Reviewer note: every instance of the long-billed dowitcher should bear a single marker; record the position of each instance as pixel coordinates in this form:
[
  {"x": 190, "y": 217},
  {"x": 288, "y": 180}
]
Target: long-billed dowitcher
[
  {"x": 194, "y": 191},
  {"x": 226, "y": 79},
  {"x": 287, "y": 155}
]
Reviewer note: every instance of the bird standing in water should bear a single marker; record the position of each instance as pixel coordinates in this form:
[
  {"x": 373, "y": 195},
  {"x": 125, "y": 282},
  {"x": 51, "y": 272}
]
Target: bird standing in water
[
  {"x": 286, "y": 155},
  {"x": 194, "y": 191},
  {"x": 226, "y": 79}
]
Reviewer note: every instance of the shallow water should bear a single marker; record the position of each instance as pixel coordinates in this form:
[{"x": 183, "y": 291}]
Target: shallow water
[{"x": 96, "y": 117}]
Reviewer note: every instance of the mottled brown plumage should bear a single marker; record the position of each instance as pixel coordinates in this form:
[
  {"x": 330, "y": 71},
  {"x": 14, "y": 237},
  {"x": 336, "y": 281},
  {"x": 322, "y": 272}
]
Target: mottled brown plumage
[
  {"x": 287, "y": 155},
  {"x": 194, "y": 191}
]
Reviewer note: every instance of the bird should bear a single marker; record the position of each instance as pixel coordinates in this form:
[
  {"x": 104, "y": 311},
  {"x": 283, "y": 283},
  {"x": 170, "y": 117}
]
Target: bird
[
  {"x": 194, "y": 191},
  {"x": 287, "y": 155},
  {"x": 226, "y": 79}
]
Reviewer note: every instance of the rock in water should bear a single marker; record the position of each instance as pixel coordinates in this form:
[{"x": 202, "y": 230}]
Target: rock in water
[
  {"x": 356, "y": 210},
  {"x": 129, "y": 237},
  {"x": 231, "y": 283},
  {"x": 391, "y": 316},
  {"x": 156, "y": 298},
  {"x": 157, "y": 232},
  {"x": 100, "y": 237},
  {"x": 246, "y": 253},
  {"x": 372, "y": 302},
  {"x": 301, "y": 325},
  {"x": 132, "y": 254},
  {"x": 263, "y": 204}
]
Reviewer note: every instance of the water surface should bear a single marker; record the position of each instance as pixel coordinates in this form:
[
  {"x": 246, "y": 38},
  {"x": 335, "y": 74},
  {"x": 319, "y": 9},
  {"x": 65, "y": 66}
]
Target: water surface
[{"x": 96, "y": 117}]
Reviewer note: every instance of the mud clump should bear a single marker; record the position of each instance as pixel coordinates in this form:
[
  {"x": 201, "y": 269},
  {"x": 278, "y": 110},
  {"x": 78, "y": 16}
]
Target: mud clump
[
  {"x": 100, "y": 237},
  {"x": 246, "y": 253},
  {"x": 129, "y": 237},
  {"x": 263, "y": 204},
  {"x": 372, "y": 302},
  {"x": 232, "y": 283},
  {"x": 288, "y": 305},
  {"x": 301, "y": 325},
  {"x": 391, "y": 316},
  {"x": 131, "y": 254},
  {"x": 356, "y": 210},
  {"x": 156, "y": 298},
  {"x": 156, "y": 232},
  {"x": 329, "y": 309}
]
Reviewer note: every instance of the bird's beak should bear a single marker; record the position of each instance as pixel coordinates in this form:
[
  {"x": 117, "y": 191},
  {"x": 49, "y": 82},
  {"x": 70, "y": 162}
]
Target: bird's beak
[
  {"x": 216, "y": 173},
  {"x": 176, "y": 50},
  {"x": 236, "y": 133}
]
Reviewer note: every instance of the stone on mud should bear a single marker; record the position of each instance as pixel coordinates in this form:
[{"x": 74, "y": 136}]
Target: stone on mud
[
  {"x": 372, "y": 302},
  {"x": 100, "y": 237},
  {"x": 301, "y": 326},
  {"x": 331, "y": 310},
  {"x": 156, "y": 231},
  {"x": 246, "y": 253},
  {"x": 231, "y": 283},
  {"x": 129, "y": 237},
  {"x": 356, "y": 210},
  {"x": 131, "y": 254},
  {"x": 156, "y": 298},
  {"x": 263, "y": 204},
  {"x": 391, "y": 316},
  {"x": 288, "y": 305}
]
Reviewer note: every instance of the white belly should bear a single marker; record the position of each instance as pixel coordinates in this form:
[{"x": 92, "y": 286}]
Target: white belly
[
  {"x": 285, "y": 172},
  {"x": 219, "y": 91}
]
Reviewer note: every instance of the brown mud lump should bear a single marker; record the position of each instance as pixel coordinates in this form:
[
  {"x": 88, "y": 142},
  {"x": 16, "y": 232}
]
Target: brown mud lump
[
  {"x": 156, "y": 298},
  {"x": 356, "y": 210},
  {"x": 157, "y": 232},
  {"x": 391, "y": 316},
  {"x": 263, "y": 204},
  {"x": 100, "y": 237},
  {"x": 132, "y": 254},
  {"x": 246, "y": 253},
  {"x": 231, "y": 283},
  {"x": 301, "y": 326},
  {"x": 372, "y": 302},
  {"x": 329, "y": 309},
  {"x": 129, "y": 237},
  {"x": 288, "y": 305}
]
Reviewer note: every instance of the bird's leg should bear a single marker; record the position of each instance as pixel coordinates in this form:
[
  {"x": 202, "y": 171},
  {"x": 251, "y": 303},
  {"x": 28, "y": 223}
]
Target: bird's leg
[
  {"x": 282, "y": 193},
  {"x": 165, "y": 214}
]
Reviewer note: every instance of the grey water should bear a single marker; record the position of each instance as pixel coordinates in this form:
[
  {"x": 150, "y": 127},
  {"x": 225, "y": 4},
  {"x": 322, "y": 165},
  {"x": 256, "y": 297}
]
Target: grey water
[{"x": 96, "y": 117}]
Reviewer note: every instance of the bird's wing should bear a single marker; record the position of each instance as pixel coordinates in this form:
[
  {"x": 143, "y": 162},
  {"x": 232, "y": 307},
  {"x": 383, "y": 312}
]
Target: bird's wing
--------------------
Goal of the exercise
Please copy all of the entries above character for character, changing nothing.

The answer
Reviewer note: every instance of the long-billed dowitcher should bear a single marker; record the position of each instance as pixel coordinates in this form:
[
  {"x": 190, "y": 217},
  {"x": 288, "y": 180}
]
Target: long-billed dowitcher
[
  {"x": 194, "y": 191},
  {"x": 226, "y": 79},
  {"x": 287, "y": 155}
]
Reviewer note: every instance of the bird standing in water should bear a single marker; record the position of each instance as pixel coordinates in this form:
[
  {"x": 373, "y": 195},
  {"x": 125, "y": 282},
  {"x": 51, "y": 272}
]
Target: bird standing in water
[
  {"x": 286, "y": 155},
  {"x": 194, "y": 191},
  {"x": 226, "y": 79}
]
Reviewer note: every instance of the shallow water should bear a single marker; record the position of each instance as pixel coordinates in this form:
[{"x": 183, "y": 291}]
Target: shallow water
[{"x": 96, "y": 117}]
Reviewer note: every instance of the mottled brown plumage should bear a single marker; record the position of each instance as pixel coordinates in this form:
[
  {"x": 330, "y": 71},
  {"x": 14, "y": 237},
  {"x": 336, "y": 281},
  {"x": 322, "y": 272}
]
Target: mottled brown plumage
[
  {"x": 287, "y": 155},
  {"x": 194, "y": 191}
]
Reviewer note: every instance of the bird should bear a single marker; record the position of each instance as pixel coordinates in this form:
[
  {"x": 104, "y": 311},
  {"x": 283, "y": 283},
  {"x": 170, "y": 117}
]
Target: bird
[
  {"x": 194, "y": 191},
  {"x": 287, "y": 155},
  {"x": 226, "y": 79}
]
Reviewer note: every instance of the rock in water should bear a single marker; record the position of each instance as pixel coordinates in this form:
[{"x": 202, "y": 230}]
Target: rock in water
[
  {"x": 356, "y": 210},
  {"x": 129, "y": 237},
  {"x": 231, "y": 283},
  {"x": 391, "y": 316},
  {"x": 156, "y": 298},
  {"x": 157, "y": 232},
  {"x": 100, "y": 237},
  {"x": 246, "y": 253},
  {"x": 372, "y": 302},
  {"x": 301, "y": 325},
  {"x": 132, "y": 254},
  {"x": 263, "y": 204}
]
Reviewer note: every instance of the water surface should bear a single marker; record the position of each instance as pixel coordinates in this form:
[
  {"x": 246, "y": 38},
  {"x": 335, "y": 74},
  {"x": 319, "y": 9},
  {"x": 65, "y": 66}
]
Target: water surface
[{"x": 96, "y": 117}]
Reviewer note: every instance of the mud clump should bear a single marker; record the position of each instance as pixel coordinates in this form:
[
  {"x": 201, "y": 269},
  {"x": 278, "y": 110},
  {"x": 78, "y": 16}
]
Target: mud clump
[
  {"x": 100, "y": 237},
  {"x": 246, "y": 253},
  {"x": 129, "y": 237},
  {"x": 263, "y": 204},
  {"x": 372, "y": 302},
  {"x": 232, "y": 283},
  {"x": 288, "y": 305},
  {"x": 301, "y": 325},
  {"x": 391, "y": 316},
  {"x": 131, "y": 254},
  {"x": 356, "y": 210},
  {"x": 156, "y": 298},
  {"x": 156, "y": 232},
  {"x": 329, "y": 309}
]
Reviewer note: every instance of the bird's beak should bear a single marker; record the position of each instance as pixel coordinates in this form:
[
  {"x": 117, "y": 191},
  {"x": 49, "y": 82},
  {"x": 70, "y": 162}
]
Target: bird's beak
[
  {"x": 216, "y": 173},
  {"x": 176, "y": 50},
  {"x": 236, "y": 133}
]
Reviewer note: every instance of the stone on mud should bear a single marker; record the position of each instance as pixel coordinates in this form:
[{"x": 74, "y": 136}]
Target: stone on mud
[
  {"x": 372, "y": 302},
  {"x": 100, "y": 237},
  {"x": 301, "y": 326},
  {"x": 331, "y": 310},
  {"x": 156, "y": 231},
  {"x": 246, "y": 253},
  {"x": 231, "y": 283},
  {"x": 129, "y": 237},
  {"x": 356, "y": 210},
  {"x": 131, "y": 254},
  {"x": 156, "y": 298},
  {"x": 263, "y": 204},
  {"x": 391, "y": 316},
  {"x": 288, "y": 305}
]
Reviewer note: every instance of the white belly should bear a single marker; record the position of each instance as pixel coordinates in this form:
[{"x": 92, "y": 286}]
Target: white belly
[
  {"x": 285, "y": 172},
  {"x": 219, "y": 91}
]
Reviewer note: every instance of the brown mud lump should bear a single marker; record the position of each instance as pixel coordinates in this form:
[
  {"x": 88, "y": 142},
  {"x": 16, "y": 232}
]
Target: brown mud lump
[
  {"x": 156, "y": 298},
  {"x": 356, "y": 210},
  {"x": 157, "y": 232},
  {"x": 391, "y": 316},
  {"x": 263, "y": 204},
  {"x": 100, "y": 237},
  {"x": 132, "y": 254},
  {"x": 246, "y": 253},
  {"x": 231, "y": 283},
  {"x": 301, "y": 326},
  {"x": 372, "y": 302},
  {"x": 329, "y": 309},
  {"x": 129, "y": 237},
  {"x": 288, "y": 305}
]
Reviewer note: every instance of the bird's leg should bear a single marker; record the position of each instance as pixel coordinates in this form:
[
  {"x": 202, "y": 171},
  {"x": 251, "y": 303},
  {"x": 28, "y": 223}
]
Target: bird's leg
[
  {"x": 282, "y": 193},
  {"x": 165, "y": 214}
]
Reviewer note: every instance of the grey water should bear a single marker; record the position of each instance as pixel coordinates in this form:
[
  {"x": 150, "y": 127},
  {"x": 225, "y": 4},
  {"x": 322, "y": 165},
  {"x": 256, "y": 297}
]
Target: grey water
[{"x": 96, "y": 117}]
Reviewer note: every instance of the bird's wing should bear a single marker; record the position of each instance as pixel coordinates in this form:
[
  {"x": 143, "y": 162},
  {"x": 232, "y": 307},
  {"x": 383, "y": 312}
]
Target: bird's wing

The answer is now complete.